The analogy of taming this beast is brought out very well in Jonathan Haidt’s book, “The Happiness Hypothesis: Finding Modern Truth in Ancient Wisdom,” where he cites the Buddha similie where every person is like a rider on an elephant; the rider is the rational conscious part of the brain and the elephant is the more emotional subconscious part. 



The rider knows where he wants to go … he wants to be good and do good and he wants to head in directions that are noble, principled, spiritual and altruistic. The elephant, on the other hand, is stubbornly selfish, lazy, hates pain and is only interested in what is safe and pleasurable. AND .... the rider is easily exhaustible while the elephant seems endlessly energized. One yeah, one more thing; the elephant spooks easily at change.

It was probably with this analogy in mind that prompted the Ben Franklin quote at the top of this post. [side note: the Heath brothers … Chip and Dan … turned the elephant/rider analogy into a brilliant strategy for how to effectively bring about change when change is hard … check out their book SWITCH].

* **Record extracts**:
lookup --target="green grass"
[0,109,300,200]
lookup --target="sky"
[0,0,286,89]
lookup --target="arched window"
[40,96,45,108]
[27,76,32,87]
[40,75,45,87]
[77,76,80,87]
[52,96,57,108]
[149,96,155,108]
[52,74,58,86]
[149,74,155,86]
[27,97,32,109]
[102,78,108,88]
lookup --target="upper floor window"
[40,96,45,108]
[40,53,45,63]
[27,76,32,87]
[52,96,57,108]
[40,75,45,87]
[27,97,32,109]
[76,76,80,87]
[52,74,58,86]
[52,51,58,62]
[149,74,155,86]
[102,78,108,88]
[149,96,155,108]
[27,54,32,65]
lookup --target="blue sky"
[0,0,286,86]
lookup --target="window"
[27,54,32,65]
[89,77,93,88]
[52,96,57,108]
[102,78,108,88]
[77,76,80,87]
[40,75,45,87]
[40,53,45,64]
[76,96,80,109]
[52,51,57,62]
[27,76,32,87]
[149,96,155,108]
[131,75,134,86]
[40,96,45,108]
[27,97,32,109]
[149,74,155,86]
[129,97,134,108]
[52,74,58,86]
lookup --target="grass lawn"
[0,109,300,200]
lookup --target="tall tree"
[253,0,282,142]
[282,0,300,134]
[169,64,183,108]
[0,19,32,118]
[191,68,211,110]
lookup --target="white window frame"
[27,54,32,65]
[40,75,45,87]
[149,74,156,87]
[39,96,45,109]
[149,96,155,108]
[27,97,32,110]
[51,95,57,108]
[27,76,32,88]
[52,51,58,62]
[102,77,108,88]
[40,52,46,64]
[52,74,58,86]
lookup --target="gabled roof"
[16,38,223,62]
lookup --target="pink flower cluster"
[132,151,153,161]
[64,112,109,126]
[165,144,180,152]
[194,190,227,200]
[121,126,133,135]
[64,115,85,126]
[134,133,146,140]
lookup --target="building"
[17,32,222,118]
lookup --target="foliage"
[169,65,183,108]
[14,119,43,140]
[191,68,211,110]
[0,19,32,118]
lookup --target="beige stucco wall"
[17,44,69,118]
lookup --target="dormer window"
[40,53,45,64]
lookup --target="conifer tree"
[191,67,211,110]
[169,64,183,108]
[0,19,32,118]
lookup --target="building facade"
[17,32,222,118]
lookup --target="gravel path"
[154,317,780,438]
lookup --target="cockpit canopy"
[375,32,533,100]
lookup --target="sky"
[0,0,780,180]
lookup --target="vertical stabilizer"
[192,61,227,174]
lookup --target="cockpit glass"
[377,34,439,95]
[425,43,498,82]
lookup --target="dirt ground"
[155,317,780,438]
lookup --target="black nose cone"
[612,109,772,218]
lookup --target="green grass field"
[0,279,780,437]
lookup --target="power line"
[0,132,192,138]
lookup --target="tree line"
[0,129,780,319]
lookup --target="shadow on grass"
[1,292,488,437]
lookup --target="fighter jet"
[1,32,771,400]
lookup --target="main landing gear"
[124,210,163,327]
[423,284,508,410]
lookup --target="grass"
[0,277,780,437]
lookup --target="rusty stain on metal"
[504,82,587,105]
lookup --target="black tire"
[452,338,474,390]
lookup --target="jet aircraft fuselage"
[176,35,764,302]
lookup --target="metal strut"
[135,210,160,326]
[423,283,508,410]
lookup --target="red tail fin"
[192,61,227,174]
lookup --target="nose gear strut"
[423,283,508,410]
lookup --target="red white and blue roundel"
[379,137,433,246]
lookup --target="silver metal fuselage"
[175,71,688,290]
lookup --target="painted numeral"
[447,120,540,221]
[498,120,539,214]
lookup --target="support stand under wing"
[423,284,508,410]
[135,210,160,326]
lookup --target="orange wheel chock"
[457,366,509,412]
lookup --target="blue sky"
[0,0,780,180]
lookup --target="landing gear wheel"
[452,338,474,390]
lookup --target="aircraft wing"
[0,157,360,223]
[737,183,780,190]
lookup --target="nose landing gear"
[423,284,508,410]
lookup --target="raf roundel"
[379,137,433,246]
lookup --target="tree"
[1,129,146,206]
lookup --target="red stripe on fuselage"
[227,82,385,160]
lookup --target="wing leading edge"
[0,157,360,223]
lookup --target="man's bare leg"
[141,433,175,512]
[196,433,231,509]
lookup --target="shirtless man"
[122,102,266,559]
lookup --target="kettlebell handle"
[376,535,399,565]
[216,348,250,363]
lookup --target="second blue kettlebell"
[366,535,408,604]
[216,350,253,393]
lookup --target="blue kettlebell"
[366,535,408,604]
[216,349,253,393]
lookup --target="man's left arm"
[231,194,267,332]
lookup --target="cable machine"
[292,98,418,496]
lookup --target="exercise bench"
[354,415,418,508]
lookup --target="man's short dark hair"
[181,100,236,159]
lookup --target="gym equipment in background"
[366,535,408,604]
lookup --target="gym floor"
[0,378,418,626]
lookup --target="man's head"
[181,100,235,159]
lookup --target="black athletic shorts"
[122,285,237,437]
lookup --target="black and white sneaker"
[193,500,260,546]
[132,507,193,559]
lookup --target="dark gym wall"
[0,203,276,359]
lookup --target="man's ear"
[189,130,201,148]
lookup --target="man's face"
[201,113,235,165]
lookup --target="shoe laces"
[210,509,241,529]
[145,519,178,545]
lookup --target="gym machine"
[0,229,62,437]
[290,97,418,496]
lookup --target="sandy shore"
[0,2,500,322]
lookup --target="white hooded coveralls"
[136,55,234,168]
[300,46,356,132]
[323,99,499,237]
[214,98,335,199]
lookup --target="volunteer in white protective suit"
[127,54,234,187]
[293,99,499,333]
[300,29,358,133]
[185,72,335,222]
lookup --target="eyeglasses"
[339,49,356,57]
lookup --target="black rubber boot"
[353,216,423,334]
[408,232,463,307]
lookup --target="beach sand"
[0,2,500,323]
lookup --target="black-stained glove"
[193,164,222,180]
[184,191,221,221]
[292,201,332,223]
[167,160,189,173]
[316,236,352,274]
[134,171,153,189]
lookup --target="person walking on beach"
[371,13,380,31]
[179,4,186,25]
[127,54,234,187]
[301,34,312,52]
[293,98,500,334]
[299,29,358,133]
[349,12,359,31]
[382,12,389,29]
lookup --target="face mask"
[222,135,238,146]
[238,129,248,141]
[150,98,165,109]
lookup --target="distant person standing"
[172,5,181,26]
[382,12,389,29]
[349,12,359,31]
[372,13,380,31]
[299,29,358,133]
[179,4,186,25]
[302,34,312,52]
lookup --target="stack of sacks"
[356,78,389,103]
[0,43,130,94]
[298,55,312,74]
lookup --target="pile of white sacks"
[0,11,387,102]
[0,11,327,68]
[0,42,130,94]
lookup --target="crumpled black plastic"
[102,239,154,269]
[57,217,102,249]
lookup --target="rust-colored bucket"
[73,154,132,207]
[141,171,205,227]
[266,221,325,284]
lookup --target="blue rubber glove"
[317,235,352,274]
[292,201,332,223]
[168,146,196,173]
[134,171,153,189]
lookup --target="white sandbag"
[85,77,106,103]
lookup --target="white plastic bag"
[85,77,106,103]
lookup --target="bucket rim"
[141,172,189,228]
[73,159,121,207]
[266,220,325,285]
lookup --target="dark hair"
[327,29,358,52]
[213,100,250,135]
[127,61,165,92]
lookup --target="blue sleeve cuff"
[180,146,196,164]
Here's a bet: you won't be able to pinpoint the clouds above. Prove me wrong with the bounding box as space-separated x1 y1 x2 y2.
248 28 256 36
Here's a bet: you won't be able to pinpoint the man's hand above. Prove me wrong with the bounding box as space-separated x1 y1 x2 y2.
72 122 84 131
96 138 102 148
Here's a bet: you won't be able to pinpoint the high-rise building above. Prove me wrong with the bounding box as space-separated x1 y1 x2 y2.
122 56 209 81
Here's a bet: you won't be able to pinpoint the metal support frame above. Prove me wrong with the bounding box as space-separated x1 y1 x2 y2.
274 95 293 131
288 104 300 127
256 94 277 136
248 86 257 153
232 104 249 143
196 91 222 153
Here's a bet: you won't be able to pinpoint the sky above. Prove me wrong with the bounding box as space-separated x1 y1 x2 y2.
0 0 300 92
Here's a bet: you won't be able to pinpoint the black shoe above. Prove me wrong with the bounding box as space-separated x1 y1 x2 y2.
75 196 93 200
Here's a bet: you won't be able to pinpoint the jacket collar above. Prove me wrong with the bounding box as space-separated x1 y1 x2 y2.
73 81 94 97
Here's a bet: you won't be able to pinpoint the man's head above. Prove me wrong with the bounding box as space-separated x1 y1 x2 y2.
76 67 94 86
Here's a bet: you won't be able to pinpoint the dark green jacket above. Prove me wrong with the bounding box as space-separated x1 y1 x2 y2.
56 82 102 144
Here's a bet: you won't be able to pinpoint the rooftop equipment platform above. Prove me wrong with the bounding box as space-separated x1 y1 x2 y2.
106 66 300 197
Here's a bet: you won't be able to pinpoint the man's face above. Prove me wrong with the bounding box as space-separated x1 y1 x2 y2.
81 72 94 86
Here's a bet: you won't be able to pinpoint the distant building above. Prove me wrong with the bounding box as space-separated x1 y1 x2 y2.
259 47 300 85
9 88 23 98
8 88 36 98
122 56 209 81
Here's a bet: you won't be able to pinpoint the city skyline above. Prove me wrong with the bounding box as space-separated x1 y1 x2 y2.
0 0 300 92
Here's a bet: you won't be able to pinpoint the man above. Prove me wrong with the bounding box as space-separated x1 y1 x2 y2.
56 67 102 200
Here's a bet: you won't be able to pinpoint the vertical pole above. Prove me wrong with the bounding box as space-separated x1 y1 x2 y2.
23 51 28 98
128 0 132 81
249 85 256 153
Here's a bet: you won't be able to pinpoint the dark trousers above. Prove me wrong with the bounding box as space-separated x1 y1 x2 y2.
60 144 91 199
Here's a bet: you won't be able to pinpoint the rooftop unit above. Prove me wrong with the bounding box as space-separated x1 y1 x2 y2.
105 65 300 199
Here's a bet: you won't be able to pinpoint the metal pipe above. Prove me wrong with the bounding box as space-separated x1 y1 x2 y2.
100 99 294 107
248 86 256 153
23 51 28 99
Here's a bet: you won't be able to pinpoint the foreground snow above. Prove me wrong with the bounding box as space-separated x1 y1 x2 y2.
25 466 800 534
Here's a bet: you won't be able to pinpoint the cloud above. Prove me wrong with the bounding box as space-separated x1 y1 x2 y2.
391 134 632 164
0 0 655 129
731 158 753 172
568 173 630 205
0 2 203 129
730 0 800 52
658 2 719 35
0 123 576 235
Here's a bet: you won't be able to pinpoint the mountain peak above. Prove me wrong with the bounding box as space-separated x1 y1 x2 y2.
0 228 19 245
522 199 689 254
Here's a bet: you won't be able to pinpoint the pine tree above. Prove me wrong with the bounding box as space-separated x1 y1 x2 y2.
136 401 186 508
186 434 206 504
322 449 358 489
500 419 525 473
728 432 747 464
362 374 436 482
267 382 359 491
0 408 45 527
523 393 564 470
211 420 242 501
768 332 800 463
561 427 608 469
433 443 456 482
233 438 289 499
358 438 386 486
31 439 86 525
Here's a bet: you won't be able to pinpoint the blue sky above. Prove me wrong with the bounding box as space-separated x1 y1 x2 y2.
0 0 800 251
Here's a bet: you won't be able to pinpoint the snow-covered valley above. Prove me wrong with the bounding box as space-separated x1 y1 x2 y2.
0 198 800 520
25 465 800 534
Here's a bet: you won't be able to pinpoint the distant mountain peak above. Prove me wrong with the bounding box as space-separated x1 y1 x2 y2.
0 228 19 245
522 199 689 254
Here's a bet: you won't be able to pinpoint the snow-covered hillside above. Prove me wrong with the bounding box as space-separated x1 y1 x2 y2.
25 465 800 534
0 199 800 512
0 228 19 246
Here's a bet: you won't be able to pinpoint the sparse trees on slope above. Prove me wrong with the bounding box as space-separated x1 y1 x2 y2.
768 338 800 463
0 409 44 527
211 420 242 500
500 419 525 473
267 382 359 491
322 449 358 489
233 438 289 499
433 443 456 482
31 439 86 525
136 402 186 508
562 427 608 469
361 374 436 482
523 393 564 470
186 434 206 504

* **Required tasks**:
1/ In the passage on the rider and the elephant, which part of the brain does the rider represent?
2/ Quote the part of the passage on the rider and the elephant that opens with the words containing "The analogy of" and closes with "emotional subconscious part.".

* **Outputs for the tasks**:
1/ The rational conscious part of the brain.

2/
The analogy of taming this beast is brought out very well in Jonathan Haidt’s book, “The Happiness Hypothesis: Finding Modern Truth in Ancient Wisdom,” where he cites the Buddha similie where every person is like a rider on an elephant; the rider is the rational conscious part of the brain and the elephant is the more emotional subconscious part.